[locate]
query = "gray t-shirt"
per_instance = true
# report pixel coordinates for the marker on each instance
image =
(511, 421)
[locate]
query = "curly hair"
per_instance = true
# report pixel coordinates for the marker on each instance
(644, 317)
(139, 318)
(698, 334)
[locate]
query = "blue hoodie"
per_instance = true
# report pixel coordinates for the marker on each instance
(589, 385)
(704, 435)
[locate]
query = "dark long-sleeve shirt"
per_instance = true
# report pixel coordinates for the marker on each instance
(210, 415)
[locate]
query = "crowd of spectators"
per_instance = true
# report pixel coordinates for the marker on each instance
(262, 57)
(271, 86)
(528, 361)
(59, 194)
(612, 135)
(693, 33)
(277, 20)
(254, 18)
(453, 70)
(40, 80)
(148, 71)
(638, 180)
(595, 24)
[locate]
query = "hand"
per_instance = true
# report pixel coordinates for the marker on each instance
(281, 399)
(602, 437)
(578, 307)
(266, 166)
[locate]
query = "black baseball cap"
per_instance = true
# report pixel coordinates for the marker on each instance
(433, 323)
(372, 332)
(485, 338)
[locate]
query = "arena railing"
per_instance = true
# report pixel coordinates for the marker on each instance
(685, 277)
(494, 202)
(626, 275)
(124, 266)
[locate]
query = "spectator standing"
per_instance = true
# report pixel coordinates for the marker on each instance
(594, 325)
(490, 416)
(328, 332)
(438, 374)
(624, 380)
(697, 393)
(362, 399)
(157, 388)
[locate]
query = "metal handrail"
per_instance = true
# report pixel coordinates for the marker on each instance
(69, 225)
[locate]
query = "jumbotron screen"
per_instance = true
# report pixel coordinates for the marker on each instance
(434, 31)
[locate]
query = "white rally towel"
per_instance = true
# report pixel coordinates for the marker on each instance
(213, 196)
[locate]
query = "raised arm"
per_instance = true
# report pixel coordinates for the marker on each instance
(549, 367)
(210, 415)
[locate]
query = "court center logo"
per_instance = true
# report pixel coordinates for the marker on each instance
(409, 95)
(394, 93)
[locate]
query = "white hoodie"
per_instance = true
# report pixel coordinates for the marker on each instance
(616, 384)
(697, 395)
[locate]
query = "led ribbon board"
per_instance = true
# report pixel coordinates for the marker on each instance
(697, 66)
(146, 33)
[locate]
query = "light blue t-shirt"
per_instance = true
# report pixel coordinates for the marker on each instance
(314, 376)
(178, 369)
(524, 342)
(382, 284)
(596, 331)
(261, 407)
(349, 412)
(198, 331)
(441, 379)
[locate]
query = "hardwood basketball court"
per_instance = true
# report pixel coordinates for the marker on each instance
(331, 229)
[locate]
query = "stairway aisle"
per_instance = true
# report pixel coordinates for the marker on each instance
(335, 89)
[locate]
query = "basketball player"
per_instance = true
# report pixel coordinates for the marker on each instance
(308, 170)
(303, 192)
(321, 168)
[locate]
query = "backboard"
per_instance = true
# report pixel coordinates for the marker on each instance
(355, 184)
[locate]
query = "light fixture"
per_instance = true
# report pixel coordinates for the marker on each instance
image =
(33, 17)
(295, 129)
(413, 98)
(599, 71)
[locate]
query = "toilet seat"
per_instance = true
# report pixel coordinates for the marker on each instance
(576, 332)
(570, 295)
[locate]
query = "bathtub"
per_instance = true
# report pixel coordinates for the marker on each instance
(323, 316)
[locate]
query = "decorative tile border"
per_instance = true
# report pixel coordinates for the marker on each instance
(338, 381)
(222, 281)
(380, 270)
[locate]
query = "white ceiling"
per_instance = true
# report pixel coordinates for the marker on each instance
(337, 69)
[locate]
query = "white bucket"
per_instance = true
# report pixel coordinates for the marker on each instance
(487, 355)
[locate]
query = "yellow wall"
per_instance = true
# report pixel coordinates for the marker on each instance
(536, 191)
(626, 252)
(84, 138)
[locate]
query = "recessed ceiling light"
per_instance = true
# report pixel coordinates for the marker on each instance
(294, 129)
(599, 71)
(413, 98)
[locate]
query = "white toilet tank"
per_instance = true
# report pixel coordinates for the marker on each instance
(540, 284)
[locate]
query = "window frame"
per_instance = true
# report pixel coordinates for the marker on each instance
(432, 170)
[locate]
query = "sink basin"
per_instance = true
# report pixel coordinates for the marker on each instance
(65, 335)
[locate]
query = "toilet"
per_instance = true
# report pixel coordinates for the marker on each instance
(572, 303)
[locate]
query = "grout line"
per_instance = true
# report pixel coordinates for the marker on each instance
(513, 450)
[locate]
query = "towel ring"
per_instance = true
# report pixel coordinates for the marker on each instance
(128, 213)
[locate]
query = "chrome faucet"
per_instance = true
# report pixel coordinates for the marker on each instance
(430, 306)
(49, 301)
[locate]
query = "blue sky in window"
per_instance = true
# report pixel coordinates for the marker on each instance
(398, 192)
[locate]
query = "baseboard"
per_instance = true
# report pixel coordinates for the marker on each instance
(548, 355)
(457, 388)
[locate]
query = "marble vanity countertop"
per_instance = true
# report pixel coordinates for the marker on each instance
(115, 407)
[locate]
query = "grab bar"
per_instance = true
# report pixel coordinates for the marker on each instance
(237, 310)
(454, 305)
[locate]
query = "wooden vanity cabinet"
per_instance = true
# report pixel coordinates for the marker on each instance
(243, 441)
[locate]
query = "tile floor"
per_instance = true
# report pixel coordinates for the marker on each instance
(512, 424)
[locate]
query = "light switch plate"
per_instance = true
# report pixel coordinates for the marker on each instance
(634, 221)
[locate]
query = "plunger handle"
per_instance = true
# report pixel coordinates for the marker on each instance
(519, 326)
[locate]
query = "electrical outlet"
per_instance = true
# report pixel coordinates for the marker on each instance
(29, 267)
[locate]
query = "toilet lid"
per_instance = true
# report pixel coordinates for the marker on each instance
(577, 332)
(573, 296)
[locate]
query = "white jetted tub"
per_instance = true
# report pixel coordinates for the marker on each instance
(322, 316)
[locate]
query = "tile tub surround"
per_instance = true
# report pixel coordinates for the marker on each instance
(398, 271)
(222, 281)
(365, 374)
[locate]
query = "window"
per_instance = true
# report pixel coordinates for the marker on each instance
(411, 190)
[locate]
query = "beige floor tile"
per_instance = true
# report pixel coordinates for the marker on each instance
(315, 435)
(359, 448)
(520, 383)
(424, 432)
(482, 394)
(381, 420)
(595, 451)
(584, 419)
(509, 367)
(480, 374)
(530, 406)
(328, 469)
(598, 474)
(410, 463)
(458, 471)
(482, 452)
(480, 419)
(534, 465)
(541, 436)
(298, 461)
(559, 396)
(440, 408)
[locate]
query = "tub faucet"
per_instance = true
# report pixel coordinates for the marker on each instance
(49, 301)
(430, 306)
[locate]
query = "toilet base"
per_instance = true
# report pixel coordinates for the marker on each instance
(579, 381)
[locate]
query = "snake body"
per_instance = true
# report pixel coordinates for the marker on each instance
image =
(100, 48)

» **Task details**:
Make an exact copy of the data above.

» **Answer for this exercise**:
[locate]
query = "gray t-shirt"
per_instance = true
# report pixel coordinates for the marker on each instance
image =
(511, 421)
[locate]
query = "curly hair"
per_instance = true
# report pixel coordinates for the marker on each instance
(644, 317)
(139, 318)
(698, 334)
[locate]
query = "blue hoodie"
per_instance = true
# report pixel coordinates for the marker on each instance
(589, 385)
(704, 435)
[locate]
query = "dark long-sleeve shirt"
per_instance = true
# report pixel coordinates for the marker on each instance
(210, 415)
[locate]
query = "crowd of spectators"
per_instance = true
# report pixel coordinates for the marker on each instance
(262, 57)
(271, 86)
(528, 361)
(59, 194)
(612, 135)
(693, 33)
(277, 20)
(254, 18)
(453, 70)
(40, 80)
(148, 71)
(638, 180)
(595, 24)
[locate]
query = "hand"
per_instance = true
# report pixel coordinates for the marker on each instance
(281, 399)
(602, 437)
(578, 307)
(266, 166)
[locate]
query = "black baseball cap"
per_instance = true
# report pixel coordinates for the marker on each instance
(433, 323)
(372, 332)
(485, 338)
[locate]
query = "arena railing"
per_instance = true
# report pixel coordinates for the marker on each instance
(685, 277)
(494, 202)
(626, 275)
(124, 266)
[locate]
query = "spectator standing"
per_instance = true
# report pixel coordinates for the marker on each instance
(594, 325)
(490, 416)
(328, 332)
(438, 374)
(624, 380)
(697, 393)
(362, 399)
(157, 388)
[locate]
query = "metal handrail"
per_instance = true
# report pixel coordinates for the marker on each instance
(69, 225)
[locate]
query = "jumbotron screen"
per_instance = true
# report pixel coordinates for the marker on each instance
(434, 31)
[locate]
query = "white rally towel"
per_instance = true
# report pixel coordinates for the marker on each instance
(213, 196)
[locate]
query = "raised arm"
per_instance = true
# report pixel coordinates for the marker on each instance
(549, 367)
(210, 415)
[locate]
query = "court center logo"
per_instance = true
# report pixel coordinates for the marker on each instance
(409, 95)
(394, 93)
[locate]
query = "white hoodie"
per_instance = true
# report pixel coordinates for the marker on each instance
(616, 384)
(697, 395)
[locate]
query = "led ribbon board"
per_instance = true
# report pixel coordinates for the marker on each instance
(697, 66)
(146, 33)
[locate]
query = "light blue t-shirt"
per_instance = true
# report pixel coordinates for the marker on each instance
(314, 376)
(178, 369)
(524, 342)
(382, 284)
(596, 331)
(261, 407)
(349, 412)
(198, 331)
(441, 379)
[locate]
query = "hardwood basketball court"
per_instance = true
# report pixel coordinates for the marker on each instance
(331, 229)
[locate]
query = "stairway aisle"
per_instance = true
# report pixel coordinates for the marker on each instance
(335, 89)
[locate]
query = "basketball player"
per_instance = true
# report pixel coordinates for the marker on each instance
(308, 170)
(303, 192)
(321, 168)
[locate]
query = "backboard"
per_instance = true
# report pixel coordinates for the marker on each instance
(355, 184)
[locate]
query = "light fixture"
per_instance = true
# report pixel coordinates for the marker on each instance
image =
(33, 17)
(295, 129)
(413, 98)
(599, 71)
[locate]
query = "toilet seat"
per_instance = true
# report pixel coordinates for the marker on each instance
(576, 332)
(570, 295)
[locate]
query = "bathtub"
per_instance = true
# report pixel coordinates for the marker on each instance
(323, 316)
[locate]
query = "decorative tile border"
per_instance = true
# report pixel coordinates for the marker on each instance
(338, 381)
(222, 281)
(380, 270)
[locate]
query = "white ceiling"
per_instance = true
# report pixel coordinates for the marker on each instance
(337, 69)
[locate]
query = "white bucket"
per_instance = true
# report pixel coordinates for the marker on each instance
(487, 355)
[locate]
query = "yellow wall"
per_instance = true
# report pixel coordinates for the marker on each instance
(536, 191)
(626, 252)
(84, 138)
[locate]
query = "recessed ceiling light"
per_instance = true
# report pixel coordinates for the marker on each instance
(294, 129)
(599, 71)
(413, 98)
[locate]
query = "white toilet tank"
per_instance = true
# report pixel coordinates for the marker on each instance
(540, 284)
[locate]
query = "window frame"
per_instance = true
# report pixel coordinates for the marker on each instance
(432, 170)
[locate]
query = "sink basin"
per_instance = true
# report pixel coordinates for the marker on each instance
(65, 335)
[locate]
query = "toilet"
per_instance = true
# report pixel coordinates for the marker on each instance
(572, 303)
[locate]
query = "grout line"
per_instance = true
# report pixel coordinates for the marker on each instance
(513, 450)
[locate]
query = "towel ring"
per_instance = true
# report pixel coordinates for the marker on each instance
(128, 213)
[locate]
query = "chrome faucet"
per_instance = true
# report pixel coordinates for the marker on each instance
(430, 306)
(49, 301)
[locate]
query = "blue sky in window"
per_instance = true
# report pixel coordinates for the marker on each instance
(398, 192)
[locate]
query = "baseboard"
per_instance = true
# report pixel coordinates for the marker on each instance
(548, 355)
(457, 388)
[locate]
query = "marble vanity countertop"
per_instance = true
# report pixel coordinates for the marker on each instance
(115, 407)
[locate]
query = "grab bar"
per_instance = true
# report pixel coordinates for the marker on each instance
(237, 310)
(454, 305)
[locate]
query = "wooden vanity cabinet"
per_instance = true
# report pixel coordinates for the marker on each instance
(243, 441)
[locate]
query = "tile floor"
per_instance = true
# report pixel coordinates for the marker on each instance
(512, 424)
[locate]
query = "light switch plate"
per_instance = true
# report pixel coordinates for the marker on each instance
(634, 221)
[locate]
query = "plunger handle"
per_instance = true
# report pixel coordinates for the marker on each instance
(519, 326)
[locate]
query = "electrical outlet"
per_instance = true
# report pixel coordinates for the marker on each instance
(29, 267)
[locate]
query = "toilet lid"
per_instance = true
# report pixel coordinates for the marker on each instance
(577, 332)
(573, 296)
[locate]
query = "white jetted tub"
per_instance = true
# report pixel coordinates for the marker on each instance
(322, 316)
[locate]
query = "tile tub surround"
per_instance = true
# report pixel coordinates for the marker on each instance
(398, 271)
(222, 281)
(365, 374)
[locate]
query = "window"
per_instance = true
# report pixel coordinates for the marker on each instance
(411, 190)
[locate]
query = "beige floor tile"
per_instance = true
# report pixel coordinates for the marker on each instance
(315, 435)
(359, 448)
(520, 383)
(424, 432)
(482, 394)
(381, 420)
(595, 451)
(584, 419)
(509, 367)
(480, 374)
(530, 406)
(328, 469)
(598, 474)
(410, 463)
(458, 471)
(482, 452)
(480, 419)
(534, 465)
(541, 436)
(298, 461)
(559, 396)
(440, 408)
[locate]
query = "tub faucet"
per_instance = true
# report pixel coordinates for the marker on each instance
(49, 301)
(430, 306)
[locate]
query = "toilet base"
per_instance = true
# report pixel coordinates for the marker on each instance
(579, 381)
[locate]
query = "snake body"
per_instance = true
# report pixel coordinates for the marker on each instance
image =
(100, 48)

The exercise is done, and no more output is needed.